Items from a data source:

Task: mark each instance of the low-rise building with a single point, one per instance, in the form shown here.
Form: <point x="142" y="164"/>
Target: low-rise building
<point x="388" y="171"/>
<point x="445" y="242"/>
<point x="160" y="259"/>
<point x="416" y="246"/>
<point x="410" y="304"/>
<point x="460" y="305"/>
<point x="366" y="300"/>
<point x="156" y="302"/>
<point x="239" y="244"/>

YOUR INSTRUCTIONS:
Please set down all of the data above again, matching it exactly.

TASK RESPONSE:
Task: mark each instance of the low-rise building with a single point, one per instance, in the form shown here.
Form: <point x="142" y="164"/>
Target: low-rise building
<point x="388" y="171"/>
<point x="445" y="242"/>
<point x="160" y="259"/>
<point x="416" y="246"/>
<point x="410" y="304"/>
<point x="460" y="305"/>
<point x="366" y="300"/>
<point x="156" y="302"/>
<point x="239" y="244"/>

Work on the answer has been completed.